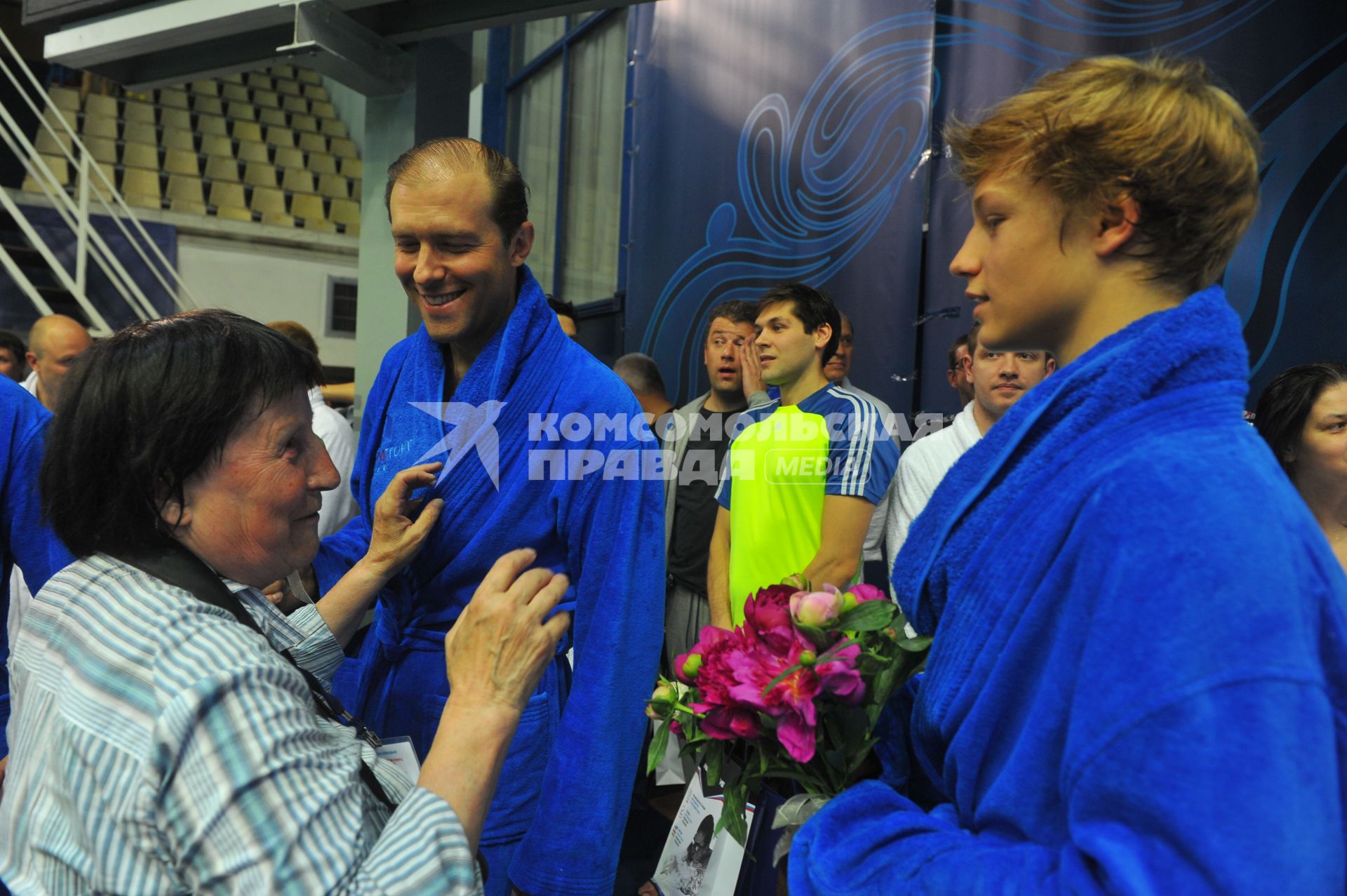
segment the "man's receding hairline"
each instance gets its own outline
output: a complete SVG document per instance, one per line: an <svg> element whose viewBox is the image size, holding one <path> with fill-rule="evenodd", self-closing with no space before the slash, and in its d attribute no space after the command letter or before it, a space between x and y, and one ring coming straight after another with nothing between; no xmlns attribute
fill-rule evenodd
<svg viewBox="0 0 1347 896"><path fill-rule="evenodd" d="M462 147L453 150L450 147ZM490 175L486 170L486 154L480 143L462 140L459 143L435 143L423 148L419 154L407 160L407 167L397 172L393 189L400 185L424 185L443 181L455 174L475 171L486 179L490 186ZM471 156L469 162L465 156ZM494 190L493 190L494 193Z"/></svg>
<svg viewBox="0 0 1347 896"><path fill-rule="evenodd" d="M32 352L36 357L42 357L47 350L48 331L54 330L58 326L69 326L69 325L79 327L79 330L85 335L89 334L89 331L85 330L85 327L79 323L79 321L75 321L73 317L65 314L48 314L46 317L38 318L34 322L32 329L28 330L28 350Z"/></svg>

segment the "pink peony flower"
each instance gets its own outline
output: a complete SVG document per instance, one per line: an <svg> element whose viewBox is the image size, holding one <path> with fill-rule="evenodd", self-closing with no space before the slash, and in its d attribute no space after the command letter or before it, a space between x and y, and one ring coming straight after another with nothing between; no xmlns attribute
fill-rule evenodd
<svg viewBox="0 0 1347 896"><path fill-rule="evenodd" d="M858 656L861 656L861 645L849 644L834 653L827 663L819 663L814 667L819 676L819 687L853 706L865 699L865 680L855 668Z"/></svg>
<svg viewBox="0 0 1347 896"><path fill-rule="evenodd" d="M784 585L764 587L744 605L746 640L765 641L773 653L785 653L795 643L791 596Z"/></svg>
<svg viewBox="0 0 1347 896"><path fill-rule="evenodd" d="M876 587L874 585L853 585L847 589L855 594L858 604L865 604L866 601L886 601L889 596L884 593L884 589Z"/></svg>
<svg viewBox="0 0 1347 896"><path fill-rule="evenodd" d="M785 748L785 752L795 761L807 763L814 759L816 744L814 725L806 722L795 713L781 717L781 724L776 728L776 738L781 741L781 746Z"/></svg>
<svg viewBox="0 0 1347 896"><path fill-rule="evenodd" d="M800 625L823 628L842 612L842 594L831 586L824 591L796 591L791 596L791 616Z"/></svg>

◇ ◇ ◇

**The request**. Rewrite every line of the records above as one numbered list, leaving out blank lines and the pictures.

**Solution to the problem**.
1. segment the "man's receding hairline"
2. each instance gets its own outline
3. output: a complete SVG document per instance, one per line: an <svg> element whose viewBox is the image size, holding one <path> with fill-rule="evenodd", self-closing with no space before the slash, and in its d attribute no space after the command letter or before it, a space between x and y, and one ring coming straight after another with nothing between; no xmlns attribute
4. fill-rule evenodd
5. <svg viewBox="0 0 1347 896"><path fill-rule="evenodd" d="M462 147L453 150L450 147ZM490 175L486 170L486 154L480 143L462 140L459 143L435 143L423 148L419 154L407 160L407 167L397 172L393 189L400 185L424 185L443 181L455 174L475 171L486 179L490 186ZM471 156L469 162L465 156ZM494 190L493 190L494 193Z"/></svg>
6. <svg viewBox="0 0 1347 896"><path fill-rule="evenodd" d="M32 352L36 357L42 357L47 350L48 331L54 330L58 326L69 326L69 325L79 327L79 330L85 335L89 334L89 331L85 330L85 327L79 323L79 321L75 321L73 317L65 314L48 314L46 317L38 318L34 322L32 329L28 330L28 350Z"/></svg>
7. segment the "pink peony flower"
8. each instance gets its own outline
9. output: a complete SVG document per instance, one per line: an <svg> element whose viewBox is the image size, holding one <path> with fill-rule="evenodd", self-closing with no space before the slash, and in its d attribute no space after the command letter or before it, a space between x and y, and one ring coming straight after another with nothing between; no xmlns attribute
10. fill-rule evenodd
11. <svg viewBox="0 0 1347 896"><path fill-rule="evenodd" d="M858 656L861 656L861 645L849 644L834 653L827 663L819 663L814 667L819 676L819 687L853 706L865 699L865 680L855 668Z"/></svg>
12. <svg viewBox="0 0 1347 896"><path fill-rule="evenodd" d="M784 585L764 587L744 605L746 640L765 641L773 653L785 653L795 643L791 596Z"/></svg>
13. <svg viewBox="0 0 1347 896"><path fill-rule="evenodd" d="M876 587L874 585L853 585L847 589L855 594L858 604L865 604L866 601L886 601L889 596L884 593L884 589Z"/></svg>
14. <svg viewBox="0 0 1347 896"><path fill-rule="evenodd" d="M785 748L785 752L795 761L807 763L814 759L816 744L814 725L806 722L795 713L781 717L781 724L776 728L776 738L781 741L781 746Z"/></svg>
15. <svg viewBox="0 0 1347 896"><path fill-rule="evenodd" d="M800 625L823 628L842 612L842 594L831 586L824 591L796 591L791 596L791 616Z"/></svg>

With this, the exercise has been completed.